Testo da leggere ▸
15
gennaio
Storia del mambo
Mambo è il nome di una divinità cubana che è stata identificata nel dio della guerra. In onore di questa divinità si eseguivano danze all’aperto probabilmente solo maschili e comunque, per il loro carattere rituale, comandate da combattenti e capi tribù. Che il termine mambo rappresentasse precisamente questi balli o qualcuno di essi, non è scontato. Secondo alcuni studiosi il lemma mambo è stato usato a lungo per definire non tanto una tipologia di danze, ma tutta la musica di ispirazione religiosa, propria delle pratiche Voodoo, che faceva da base alle danze stesse. Tale musica serviva a mettere in contatto danzatori e divinità. Mambo significherebbe, in tal caso, canale di comunicazione con gli dei.
Secondo alcuni musicologi mambos equivale a ‘sacerdotesse’. Qualcuno arriva a tradurre mambo in: ‘colei che parla col Dio’. In entrambi questi due casi è evidenziata la centralità della funzione femminile negli affari di culto.
Le ipotesi attualmente più accreditate sono due:
Il termine appartiene al linguaggio rituale voodoo di Haiti (il mambo è quella particolare musica religiosa che consente, attraverso la danza, di conversare con le divinità);
Il termine appartiene ad un antico dialetto cubano denominato nanigo (mambo è usato per identificare sia la musica che il relativo ballo).
Una cosa è certa: col passare del tempo, il termine mambo identificò inequivocabilmente un particolare modo di ballare, riferito specificamente al folklore popolare cubano. La danza perse il rigore formale delle grandi occasioni religiose e dei momenti drammatici legati, un tempo, a rituali di combattimento. Si presentava piuttosto come un contenitore ricco di spunti presi dal son e dal danzòn, miscelati su ritmi frenetici. Ne scaturiva un ballo nuovo e non completamente definito. Fu proprio la struttura flessibile della danza che ne consentì l’arricchimento successivo, attraverso l’assimilazione di elementi africani e di motivi appartenenti alla cultura jazz.

Dati disponibili ▸
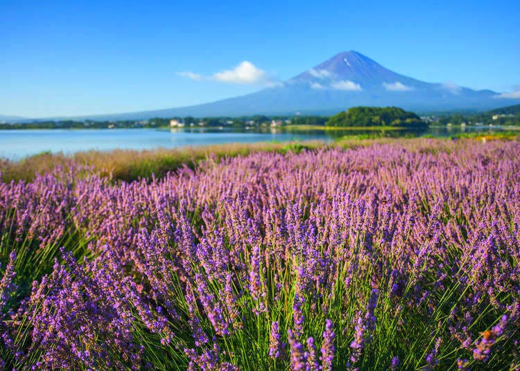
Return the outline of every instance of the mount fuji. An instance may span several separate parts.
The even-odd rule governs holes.
[[[498,96],[491,90],[425,82],[400,75],[351,51],[340,53],[276,86],[242,96],[180,108],[76,118],[331,114],[360,105],[397,106],[418,112],[485,111],[520,102]]]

Consegna ▸
Rispondi in breve sul testo da leggere, dedicato alla storia del mambo:
(a) Con quale dio è stata identificata la divinità cubana chiamata Mambo?
(b) Che nome ha l'antico dialetto cubano indicato in una delle due ipotesi più accreditate?
(c) Da quali due balli la danza prese spunti, miscelati su ritmi frenetici?

Risposta ▸
(a) Con il dio della guerra.
(b) Nanigo.
(c) Dal son e dal danzòn.